* [Given records]

--------------------------------

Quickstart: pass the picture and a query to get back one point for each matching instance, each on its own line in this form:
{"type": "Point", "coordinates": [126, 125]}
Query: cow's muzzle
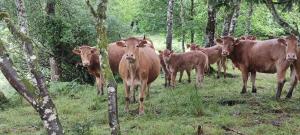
{"type": "Point", "coordinates": [291, 57]}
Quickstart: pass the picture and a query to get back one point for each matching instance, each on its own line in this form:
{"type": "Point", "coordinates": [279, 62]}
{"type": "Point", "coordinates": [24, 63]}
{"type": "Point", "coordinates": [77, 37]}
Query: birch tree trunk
{"type": "Point", "coordinates": [22, 18]}
{"type": "Point", "coordinates": [228, 19]}
{"type": "Point", "coordinates": [38, 96]}
{"type": "Point", "coordinates": [235, 17]}
{"type": "Point", "coordinates": [100, 17]}
{"type": "Point", "coordinates": [192, 14]}
{"type": "Point", "coordinates": [54, 65]}
{"type": "Point", "coordinates": [211, 24]}
{"type": "Point", "coordinates": [182, 25]}
{"type": "Point", "coordinates": [287, 27]}
{"type": "Point", "coordinates": [170, 24]}
{"type": "Point", "coordinates": [249, 18]}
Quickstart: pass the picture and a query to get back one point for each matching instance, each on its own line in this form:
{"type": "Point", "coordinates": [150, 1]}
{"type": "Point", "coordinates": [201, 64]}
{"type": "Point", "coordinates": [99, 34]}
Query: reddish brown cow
{"type": "Point", "coordinates": [186, 61]}
{"type": "Point", "coordinates": [248, 37]}
{"type": "Point", "coordinates": [139, 65]}
{"type": "Point", "coordinates": [214, 54]}
{"type": "Point", "coordinates": [269, 56]}
{"type": "Point", "coordinates": [90, 59]}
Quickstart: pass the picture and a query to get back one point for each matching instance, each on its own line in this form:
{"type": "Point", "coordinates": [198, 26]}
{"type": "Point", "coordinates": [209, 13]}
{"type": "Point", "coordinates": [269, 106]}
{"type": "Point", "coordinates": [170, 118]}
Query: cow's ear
{"type": "Point", "coordinates": [142, 43]}
{"type": "Point", "coordinates": [188, 45]}
{"type": "Point", "coordinates": [219, 41]}
{"type": "Point", "coordinates": [76, 51]}
{"type": "Point", "coordinates": [282, 41]}
{"type": "Point", "coordinates": [236, 42]}
{"type": "Point", "coordinates": [121, 43]}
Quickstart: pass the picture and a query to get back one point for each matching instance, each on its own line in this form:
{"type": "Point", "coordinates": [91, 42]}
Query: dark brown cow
{"type": "Point", "coordinates": [269, 56]}
{"type": "Point", "coordinates": [90, 59]}
{"type": "Point", "coordinates": [186, 61]}
{"type": "Point", "coordinates": [139, 65]}
{"type": "Point", "coordinates": [214, 54]}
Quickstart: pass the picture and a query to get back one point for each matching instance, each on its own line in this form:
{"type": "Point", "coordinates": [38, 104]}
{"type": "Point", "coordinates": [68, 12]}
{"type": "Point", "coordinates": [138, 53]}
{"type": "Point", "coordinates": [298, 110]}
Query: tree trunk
{"type": "Point", "coordinates": [54, 69]}
{"type": "Point", "coordinates": [100, 17]}
{"type": "Point", "coordinates": [192, 14]}
{"type": "Point", "coordinates": [41, 101]}
{"type": "Point", "coordinates": [249, 18]}
{"type": "Point", "coordinates": [227, 19]}
{"type": "Point", "coordinates": [54, 63]}
{"type": "Point", "coordinates": [288, 28]}
{"type": "Point", "coordinates": [170, 24]}
{"type": "Point", "coordinates": [182, 25]}
{"type": "Point", "coordinates": [211, 24]}
{"type": "Point", "coordinates": [22, 18]}
{"type": "Point", "coordinates": [235, 17]}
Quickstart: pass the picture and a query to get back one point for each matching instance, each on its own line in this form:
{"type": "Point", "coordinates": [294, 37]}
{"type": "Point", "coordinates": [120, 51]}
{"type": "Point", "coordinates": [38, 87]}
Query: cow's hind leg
{"type": "Point", "coordinates": [142, 97]}
{"type": "Point", "coordinates": [253, 77]}
{"type": "Point", "coordinates": [293, 83]}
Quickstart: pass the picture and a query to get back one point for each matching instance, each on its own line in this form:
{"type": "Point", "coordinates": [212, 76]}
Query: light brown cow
{"type": "Point", "coordinates": [90, 59]}
{"type": "Point", "coordinates": [186, 61]}
{"type": "Point", "coordinates": [139, 65]}
{"type": "Point", "coordinates": [269, 56]}
{"type": "Point", "coordinates": [248, 37]}
{"type": "Point", "coordinates": [214, 54]}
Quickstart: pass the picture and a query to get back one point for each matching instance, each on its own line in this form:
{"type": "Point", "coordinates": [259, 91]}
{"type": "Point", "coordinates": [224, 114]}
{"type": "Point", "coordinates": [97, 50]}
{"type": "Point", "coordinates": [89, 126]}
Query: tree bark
{"type": "Point", "coordinates": [54, 63]}
{"type": "Point", "coordinates": [228, 19]}
{"type": "Point", "coordinates": [41, 101]}
{"type": "Point", "coordinates": [192, 14]}
{"type": "Point", "coordinates": [182, 25]}
{"type": "Point", "coordinates": [169, 24]}
{"type": "Point", "coordinates": [235, 17]}
{"type": "Point", "coordinates": [211, 24]}
{"type": "Point", "coordinates": [288, 28]}
{"type": "Point", "coordinates": [54, 69]}
{"type": "Point", "coordinates": [100, 17]}
{"type": "Point", "coordinates": [249, 18]}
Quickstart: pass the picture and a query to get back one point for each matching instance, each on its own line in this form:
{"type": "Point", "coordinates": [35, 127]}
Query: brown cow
{"type": "Point", "coordinates": [139, 65]}
{"type": "Point", "coordinates": [90, 59]}
{"type": "Point", "coordinates": [248, 37]}
{"type": "Point", "coordinates": [186, 61]}
{"type": "Point", "coordinates": [214, 54]}
{"type": "Point", "coordinates": [269, 56]}
{"type": "Point", "coordinates": [167, 73]}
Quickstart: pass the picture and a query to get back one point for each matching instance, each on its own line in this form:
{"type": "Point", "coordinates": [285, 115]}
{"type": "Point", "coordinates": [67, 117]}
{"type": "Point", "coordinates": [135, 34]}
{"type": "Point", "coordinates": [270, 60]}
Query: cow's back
{"type": "Point", "coordinates": [115, 54]}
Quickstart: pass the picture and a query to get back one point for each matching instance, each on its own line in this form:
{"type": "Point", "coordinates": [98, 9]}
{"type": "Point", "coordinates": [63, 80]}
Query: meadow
{"type": "Point", "coordinates": [218, 107]}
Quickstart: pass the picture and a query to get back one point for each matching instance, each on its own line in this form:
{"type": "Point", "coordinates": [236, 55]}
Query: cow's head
{"type": "Point", "coordinates": [228, 44]}
{"type": "Point", "coordinates": [192, 46]}
{"type": "Point", "coordinates": [86, 53]}
{"type": "Point", "coordinates": [249, 37]}
{"type": "Point", "coordinates": [291, 44]}
{"type": "Point", "coordinates": [132, 46]}
{"type": "Point", "coordinates": [167, 55]}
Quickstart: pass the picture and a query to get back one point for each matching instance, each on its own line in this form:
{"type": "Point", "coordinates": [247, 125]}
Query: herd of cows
{"type": "Point", "coordinates": [138, 64]}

--------------------------------

Copy out the entries exactly as they stand, omitting the images.

Quickstart: pass the picture and a query to get back one point for each matching instance, each on its own line in this form:
{"type": "Point", "coordinates": [126, 125]}
Query: cow's muzzle
{"type": "Point", "coordinates": [291, 57]}
Quickstart: pass the picture and a query to get back one point for each matching instance, each on its own line in this form:
{"type": "Point", "coordinates": [279, 62]}
{"type": "Point", "coordinates": [24, 63]}
{"type": "Point", "coordinates": [77, 37]}
Query: birch tree trunk
{"type": "Point", "coordinates": [22, 18]}
{"type": "Point", "coordinates": [228, 19]}
{"type": "Point", "coordinates": [38, 96]}
{"type": "Point", "coordinates": [235, 17]}
{"type": "Point", "coordinates": [100, 17]}
{"type": "Point", "coordinates": [192, 14]}
{"type": "Point", "coordinates": [54, 65]}
{"type": "Point", "coordinates": [211, 24]}
{"type": "Point", "coordinates": [182, 25]}
{"type": "Point", "coordinates": [287, 27]}
{"type": "Point", "coordinates": [170, 24]}
{"type": "Point", "coordinates": [249, 18]}
Quickstart: pass the picture and a query to get back one point for each matching instance, each on its own line in this form:
{"type": "Point", "coordinates": [150, 1]}
{"type": "Point", "coordinates": [201, 64]}
{"type": "Point", "coordinates": [99, 34]}
Query: reddish brown cow
{"type": "Point", "coordinates": [186, 61]}
{"type": "Point", "coordinates": [248, 37]}
{"type": "Point", "coordinates": [139, 65]}
{"type": "Point", "coordinates": [214, 54]}
{"type": "Point", "coordinates": [269, 56]}
{"type": "Point", "coordinates": [90, 59]}
Quickstart: pass the picture and a query to get back one point for each matching instance, each on its own line in this form:
{"type": "Point", "coordinates": [198, 26]}
{"type": "Point", "coordinates": [209, 13]}
{"type": "Point", "coordinates": [269, 106]}
{"type": "Point", "coordinates": [170, 118]}
Query: cow's ear
{"type": "Point", "coordinates": [142, 43]}
{"type": "Point", "coordinates": [188, 45]}
{"type": "Point", "coordinates": [219, 41]}
{"type": "Point", "coordinates": [76, 51]}
{"type": "Point", "coordinates": [282, 41]}
{"type": "Point", "coordinates": [236, 42]}
{"type": "Point", "coordinates": [121, 43]}
Quickstart: pass the picture and a query to get back one point for each matching instance, each on its own line in this form:
{"type": "Point", "coordinates": [91, 42]}
Query: dark brown cow
{"type": "Point", "coordinates": [269, 56]}
{"type": "Point", "coordinates": [90, 59]}
{"type": "Point", "coordinates": [186, 61]}
{"type": "Point", "coordinates": [139, 65]}
{"type": "Point", "coordinates": [214, 54]}
Quickstart: pass the picture and a query to get back one point for each matching instance, each on its own line in this form:
{"type": "Point", "coordinates": [38, 104]}
{"type": "Point", "coordinates": [68, 12]}
{"type": "Point", "coordinates": [138, 53]}
{"type": "Point", "coordinates": [298, 110]}
Query: tree trunk
{"type": "Point", "coordinates": [54, 69]}
{"type": "Point", "coordinates": [100, 17]}
{"type": "Point", "coordinates": [192, 14]}
{"type": "Point", "coordinates": [41, 101]}
{"type": "Point", "coordinates": [249, 18]}
{"type": "Point", "coordinates": [227, 19]}
{"type": "Point", "coordinates": [54, 63]}
{"type": "Point", "coordinates": [288, 28]}
{"type": "Point", "coordinates": [170, 24]}
{"type": "Point", "coordinates": [182, 25]}
{"type": "Point", "coordinates": [211, 24]}
{"type": "Point", "coordinates": [22, 18]}
{"type": "Point", "coordinates": [235, 17]}
Quickstart: pass the picture and a query to get back one point for each matching instance, each on its own line in this form:
{"type": "Point", "coordinates": [294, 37]}
{"type": "Point", "coordinates": [120, 51]}
{"type": "Point", "coordinates": [38, 87]}
Query: cow's hind leg
{"type": "Point", "coordinates": [142, 97]}
{"type": "Point", "coordinates": [253, 77]}
{"type": "Point", "coordinates": [293, 83]}
Quickstart: pass the picture and a query to get back one point for each matching instance, each on its own line in this form:
{"type": "Point", "coordinates": [212, 76]}
Query: light brown cow
{"type": "Point", "coordinates": [90, 59]}
{"type": "Point", "coordinates": [186, 61]}
{"type": "Point", "coordinates": [139, 65]}
{"type": "Point", "coordinates": [269, 56]}
{"type": "Point", "coordinates": [248, 37]}
{"type": "Point", "coordinates": [214, 54]}
Quickstart: pass the picture and a query to get back one point for each matching instance, each on its own line in this form:
{"type": "Point", "coordinates": [259, 91]}
{"type": "Point", "coordinates": [224, 114]}
{"type": "Point", "coordinates": [97, 50]}
{"type": "Point", "coordinates": [89, 126]}
Query: tree bark
{"type": "Point", "coordinates": [54, 63]}
{"type": "Point", "coordinates": [228, 19]}
{"type": "Point", "coordinates": [41, 101]}
{"type": "Point", "coordinates": [192, 14]}
{"type": "Point", "coordinates": [182, 25]}
{"type": "Point", "coordinates": [169, 24]}
{"type": "Point", "coordinates": [235, 17]}
{"type": "Point", "coordinates": [211, 24]}
{"type": "Point", "coordinates": [288, 28]}
{"type": "Point", "coordinates": [54, 69]}
{"type": "Point", "coordinates": [100, 17]}
{"type": "Point", "coordinates": [249, 18]}
Quickstart: pass the picture and a query to get back one point for each matching instance, each on its own line in this form:
{"type": "Point", "coordinates": [35, 127]}
Query: brown cow
{"type": "Point", "coordinates": [139, 65]}
{"type": "Point", "coordinates": [90, 59]}
{"type": "Point", "coordinates": [248, 37]}
{"type": "Point", "coordinates": [186, 61]}
{"type": "Point", "coordinates": [214, 54]}
{"type": "Point", "coordinates": [269, 56]}
{"type": "Point", "coordinates": [167, 73]}
Quickstart: pass the picture and a query to get back one point for each matching instance, each on its own line in this form:
{"type": "Point", "coordinates": [285, 115]}
{"type": "Point", "coordinates": [67, 117]}
{"type": "Point", "coordinates": [135, 34]}
{"type": "Point", "coordinates": [270, 60]}
Query: cow's back
{"type": "Point", "coordinates": [115, 54]}
Quickstart: pass the picture and a query to get back one point for each matching instance, each on its own line in this form:
{"type": "Point", "coordinates": [98, 9]}
{"type": "Point", "coordinates": [63, 80]}
Query: meadow
{"type": "Point", "coordinates": [218, 107]}
Quickstart: pass the picture and a query to get back one point for each matching instance, each on its own line in this form:
{"type": "Point", "coordinates": [236, 55]}
Query: cow's head
{"type": "Point", "coordinates": [228, 44]}
{"type": "Point", "coordinates": [192, 46]}
{"type": "Point", "coordinates": [86, 53]}
{"type": "Point", "coordinates": [249, 37]}
{"type": "Point", "coordinates": [291, 44]}
{"type": "Point", "coordinates": [132, 46]}
{"type": "Point", "coordinates": [167, 55]}
Quickstart: pass the picture and a query to get back one point for each matching instance, each on its own line in this form:
{"type": "Point", "coordinates": [247, 125]}
Query: herd of cows
{"type": "Point", "coordinates": [138, 64]}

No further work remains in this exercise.